_EXERCISE DIRECTIONS_
Convert every line of the listing below into a Markdown table with the columns Row and Line, numbering the rows in order and skipping blank lines. Leave the pictures out of the table.

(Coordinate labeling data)
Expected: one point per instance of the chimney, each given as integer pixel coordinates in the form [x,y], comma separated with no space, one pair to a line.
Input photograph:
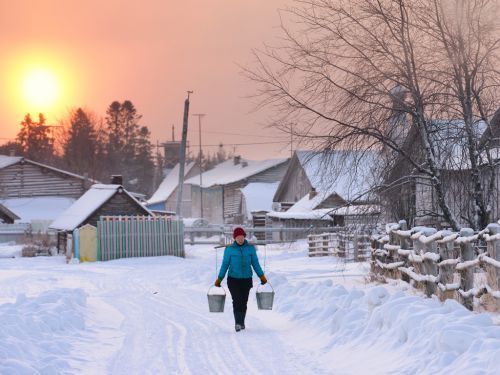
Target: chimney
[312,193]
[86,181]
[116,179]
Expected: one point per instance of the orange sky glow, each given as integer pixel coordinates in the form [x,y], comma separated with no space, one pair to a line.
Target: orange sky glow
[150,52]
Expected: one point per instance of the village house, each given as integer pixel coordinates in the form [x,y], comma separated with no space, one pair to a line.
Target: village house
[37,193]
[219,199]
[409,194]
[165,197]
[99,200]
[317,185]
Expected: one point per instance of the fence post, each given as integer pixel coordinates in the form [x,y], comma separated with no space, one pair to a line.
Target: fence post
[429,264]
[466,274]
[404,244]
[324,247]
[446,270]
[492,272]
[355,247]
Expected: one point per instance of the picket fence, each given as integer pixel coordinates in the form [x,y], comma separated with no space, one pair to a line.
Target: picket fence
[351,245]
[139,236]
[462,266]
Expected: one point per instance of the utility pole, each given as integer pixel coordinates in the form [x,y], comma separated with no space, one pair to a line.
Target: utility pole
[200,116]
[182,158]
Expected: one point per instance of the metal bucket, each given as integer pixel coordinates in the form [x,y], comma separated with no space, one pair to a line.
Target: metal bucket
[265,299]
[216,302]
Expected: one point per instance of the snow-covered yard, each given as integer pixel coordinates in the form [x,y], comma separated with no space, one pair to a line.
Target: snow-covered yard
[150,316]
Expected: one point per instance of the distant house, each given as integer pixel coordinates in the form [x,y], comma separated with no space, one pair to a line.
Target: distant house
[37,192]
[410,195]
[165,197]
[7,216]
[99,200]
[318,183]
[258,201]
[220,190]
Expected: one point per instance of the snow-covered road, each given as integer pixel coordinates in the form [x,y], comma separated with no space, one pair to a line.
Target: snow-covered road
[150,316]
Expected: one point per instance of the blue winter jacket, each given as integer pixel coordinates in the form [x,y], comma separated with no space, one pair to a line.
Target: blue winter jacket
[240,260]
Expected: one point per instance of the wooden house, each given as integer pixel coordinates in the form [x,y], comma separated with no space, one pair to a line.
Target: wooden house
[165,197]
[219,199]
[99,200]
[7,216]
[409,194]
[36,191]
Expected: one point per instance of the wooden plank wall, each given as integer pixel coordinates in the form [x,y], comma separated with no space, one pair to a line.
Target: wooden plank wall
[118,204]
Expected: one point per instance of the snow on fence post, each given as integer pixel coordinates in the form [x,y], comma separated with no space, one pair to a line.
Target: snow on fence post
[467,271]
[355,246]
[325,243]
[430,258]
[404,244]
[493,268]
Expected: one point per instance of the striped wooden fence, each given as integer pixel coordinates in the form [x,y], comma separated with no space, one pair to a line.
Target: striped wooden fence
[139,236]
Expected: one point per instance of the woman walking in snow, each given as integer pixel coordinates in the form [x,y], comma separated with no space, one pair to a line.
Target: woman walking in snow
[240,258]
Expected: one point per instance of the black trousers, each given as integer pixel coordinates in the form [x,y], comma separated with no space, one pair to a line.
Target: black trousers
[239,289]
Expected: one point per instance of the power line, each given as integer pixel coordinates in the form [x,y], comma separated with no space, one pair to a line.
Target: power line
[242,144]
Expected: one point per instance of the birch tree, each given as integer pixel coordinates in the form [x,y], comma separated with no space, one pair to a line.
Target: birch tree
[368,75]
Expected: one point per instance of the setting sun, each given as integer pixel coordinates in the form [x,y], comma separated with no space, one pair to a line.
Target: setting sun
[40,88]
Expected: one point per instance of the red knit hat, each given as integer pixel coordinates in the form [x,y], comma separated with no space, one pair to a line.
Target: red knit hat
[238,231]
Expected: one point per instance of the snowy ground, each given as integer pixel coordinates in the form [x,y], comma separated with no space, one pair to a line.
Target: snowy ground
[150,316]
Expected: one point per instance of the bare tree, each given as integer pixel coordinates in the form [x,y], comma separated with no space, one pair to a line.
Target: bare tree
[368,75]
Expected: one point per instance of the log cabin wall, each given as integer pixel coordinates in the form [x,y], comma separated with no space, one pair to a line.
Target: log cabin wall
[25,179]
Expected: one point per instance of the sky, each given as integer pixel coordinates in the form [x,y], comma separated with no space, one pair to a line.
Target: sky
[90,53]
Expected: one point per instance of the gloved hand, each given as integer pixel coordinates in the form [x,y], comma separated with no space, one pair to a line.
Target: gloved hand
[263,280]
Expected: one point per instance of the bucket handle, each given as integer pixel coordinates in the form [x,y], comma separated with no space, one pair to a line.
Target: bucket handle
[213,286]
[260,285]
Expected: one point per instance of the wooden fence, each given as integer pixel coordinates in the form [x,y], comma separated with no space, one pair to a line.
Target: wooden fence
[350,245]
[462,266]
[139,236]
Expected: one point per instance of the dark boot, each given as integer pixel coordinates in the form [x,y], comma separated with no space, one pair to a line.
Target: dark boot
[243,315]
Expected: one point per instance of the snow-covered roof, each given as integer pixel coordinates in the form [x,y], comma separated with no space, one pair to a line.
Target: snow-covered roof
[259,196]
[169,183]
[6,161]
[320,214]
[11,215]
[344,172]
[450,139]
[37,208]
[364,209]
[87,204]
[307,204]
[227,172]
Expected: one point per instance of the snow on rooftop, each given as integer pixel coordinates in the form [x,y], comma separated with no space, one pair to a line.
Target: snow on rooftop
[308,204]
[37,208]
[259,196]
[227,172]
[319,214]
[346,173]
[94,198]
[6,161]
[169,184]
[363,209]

_EXERCISE RESULT_
| Row | Line |
|---|---|
| 1 | Expected: one point per instance of the chimney, each given as integer pixel coordinates in the form [x,y], comma separated with no space, one pair to a line. |
| 2 | Input photograph: |
| 3 | Target: chimney |
| 4 | [312,193] |
| 5 | [86,181] |
| 6 | [116,179] |
| 7 | Expected: one point per instance of the orange sky glow, each given as integer pixel coordinates in the form [x,y], comma separated with no space, one pair to a line. |
| 8 | Target: orange sky glow |
| 9 | [150,52] |
| 10 | Expected: one point per instance of the village house, each given as integer pixel coordinates in the form [x,y], comma separated with no space, one pair to a line. |
| 11 | Target: village house |
| 12 | [37,193] |
| 13 | [219,199] |
| 14 | [409,194] |
| 15 | [165,197] |
| 16 | [99,200] |
| 17 | [317,185] |
| 18 | Expected: one point per instance of the fence post, each given as integer pixel coordinates in the form [x,y], comma separated with no space, one pair to a line. |
| 19 | Target: fence post |
| 20 | [429,264] |
| 21 | [466,274] |
| 22 | [404,244] |
| 23 | [324,247] |
| 24 | [446,270] |
| 25 | [492,272] |
| 26 | [355,247] |
| 27 | Expected: one point per instance of the picket fence, each given as integer pixel coordinates in the form [x,y], comma separated with no space, one pair to a line. |
| 28 | Target: picket fence |
| 29 | [351,245] |
| 30 | [139,236] |
| 31 | [462,266] |
| 32 | Expected: one point per instance of the utility pole, each given as integer pixel coordinates in the form [x,y], comma separated with no space, one pair to a line. |
| 33 | Target: utility pole |
| 34 | [200,116] |
| 35 | [182,158] |
| 36 | Expected: one point per instance of the metal bucket, each given as integer pixel coordinates in the form [x,y], comma separated with no space, one pair to a line. |
| 37 | Target: metal bucket |
| 38 | [265,299] |
| 39 | [216,302] |
| 40 | Expected: one point per instance of the snow-covered yard, each given as integer pixel coordinates in the form [x,y], comma separated with no space, one pair to a line. |
| 41 | Target: snow-covered yard |
| 42 | [150,316] |
| 43 | Expected: one point per instance of the distant house, each given as integer pixel coordinates in the form [x,y], comma separated with no space, one pair to a line. |
| 44 | Target: distant house |
| 45 | [37,192] |
| 46 | [410,195] |
| 47 | [165,197] |
| 48 | [7,216] |
| 49 | [99,200] |
| 50 | [318,183] |
| 51 | [258,201] |
| 52 | [220,190] |
| 53 | Expected: one point per instance of the snow-covered road, each given as integer pixel coordinates in the form [x,y], comma separated with no space, one pair to a line. |
| 54 | Target: snow-covered road |
| 55 | [150,316] |
| 56 | Expected: one point per instance of the blue winter jacket, each given as integer pixel coordinates in the form [x,y], comma separated with no space, one pair to a line. |
| 57 | Target: blue winter jacket |
| 58 | [240,260] |
| 59 | Expected: one point per instance of the wooden house, each given as integer pixel coordinates in the form [x,y], comma separated with no space, one pair to a line. |
| 60 | Target: wooden house |
| 61 | [165,197] |
| 62 | [219,199] |
| 63 | [99,200] |
| 64 | [7,216] |
| 65 | [409,194] |
| 66 | [36,191] |
| 67 | Expected: one point per instance of the wooden plank wall, each given as integer pixel coordinates in the form [x,y], comma separated with no space, one pair to a line. |
| 68 | Target: wooden plank wall |
| 69 | [118,204] |
| 70 | Expected: one point per instance of the snow on fence post, each given as integer pixel coordinates in the form [x,y], comma separated with no space, one pair to a line. |
| 71 | Target: snow on fence post |
| 72 | [467,271] |
| 73 | [355,246] |
| 74 | [325,243] |
| 75 | [430,258] |
| 76 | [404,244] |
| 77 | [493,268] |
| 78 | Expected: one point per instance of the striped wooden fence, each given as integer pixel coordinates in the form [x,y], comma separated with no space, one pair to a line. |
| 79 | Target: striped wooden fence |
| 80 | [139,236] |
| 81 | Expected: one point per instance of the woman walking in snow, each given as integer pixel coordinates in the form [x,y], comma separated with no space, one pair to a line. |
| 82 | Target: woman walking in snow |
| 83 | [240,258] |
| 84 | Expected: one point per instance of the black trousers, each given as integer pixel coordinates in the form [x,y], comma separated with no space, one pair to a line. |
| 85 | Target: black trousers |
| 86 | [239,289] |
| 87 | Expected: one point per instance of the power line, each given as integer pixel coordinates in the form [x,y], comma separated with no space, one pair to a line. |
| 88 | Target: power line |
| 89 | [242,144] |
| 90 | Expected: one point per instance of the birch tree, each given as integer pixel coordinates in the form [x,y], comma separated with no space, one pair to a line. |
| 91 | Target: birch tree |
| 92 | [368,75] |
| 93 | Expected: one point per instance of the setting sun, each given as integer pixel coordinates in the form [x,y], comma separated with no space, one pair to a line. |
| 94 | Target: setting sun |
| 95 | [40,88] |
| 96 | Expected: one point per instance of the red knit hat, each given as integer pixel coordinates in the form [x,y], comma separated with no space, one pair to a line. |
| 97 | Target: red knit hat |
| 98 | [238,231] |
| 99 | Expected: one point per instance of the snowy ground, each given as integer pixel coordinates in the form [x,y], comma separated with no space, one pair to a line. |
| 100 | Target: snowy ground |
| 101 | [150,316] |
| 102 | Expected: one point per instance of the bare tree, each given as integer pixel coordinates in the form [x,y], comma separated with no space, one pair to a line. |
| 103 | Target: bare tree |
| 104 | [368,75] |
| 105 | Expected: one point per instance of the log cabin wall, each given as integer pixel coordinates in the form [x,y], comma separated with no space, one pair to a line. |
| 106 | Target: log cabin wall |
| 107 | [25,179] |
| 108 | Expected: one point per instance of the sky, each given as integer pixel coordinates in the form [x,y], comma separated with no space, one pair to a line. |
| 109 | Target: sky |
| 110 | [90,53] |
| 111 | Expected: one point per instance of the gloved hand, each given as integer pixel coordinates in the form [x,y], comma separated with no space, one pair to a line. |
| 112 | Target: gloved hand |
| 113 | [263,280] |
| 114 | Expected: one point per instance of the bucket handle, each given as integer pixel coordinates in the form [x,y], comma separated with no space, one pair to a line. |
| 115 | Target: bucket handle |
| 116 | [213,286] |
| 117 | [260,285] |
| 118 | Expected: one point per instance of the wooden fence, each given as integer pixel coordinates in the form [x,y], comma separated with no space, one pair to a line. |
| 119 | Target: wooden fence |
| 120 | [350,245] |
| 121 | [462,266] |
| 122 | [139,236] |
| 123 | Expected: one point per instance of the dark boot, each given as integer pixel coordinates in the form [x,y], comma separated with no space, one pair to a line. |
| 124 | Target: dark boot |
| 125 | [243,315] |
| 126 | Expected: one point per instance of the snow-covered roof, each given as integer pixel coordinates in the form [x,y], comma separated with no space, one pair to a line. |
| 127 | Target: snow-covered roof |
| 128 | [259,196] |
| 129 | [169,183] |
| 130 | [6,161] |
| 131 | [320,214] |
| 132 | [11,215] |
| 133 | [344,172] |
| 134 | [450,139] |
| 135 | [37,208] |
| 136 | [364,209] |
| 137 | [87,204] |
| 138 | [307,204] |
| 139 | [227,172] |
| 140 | Expected: one point per instance of the snow on rooftop, each given as integer pixel coordinates in the form [x,y], comma separated with no space, one pair to a line. |
| 141 | Target: snow on rooftop |
| 142 | [308,204] |
| 143 | [37,208] |
| 144 | [259,196] |
| 145 | [227,172] |
| 146 | [319,214] |
| 147 | [346,173] |
| 148 | [94,198] |
| 149 | [6,161] |
| 150 | [169,184] |
| 151 | [363,209] |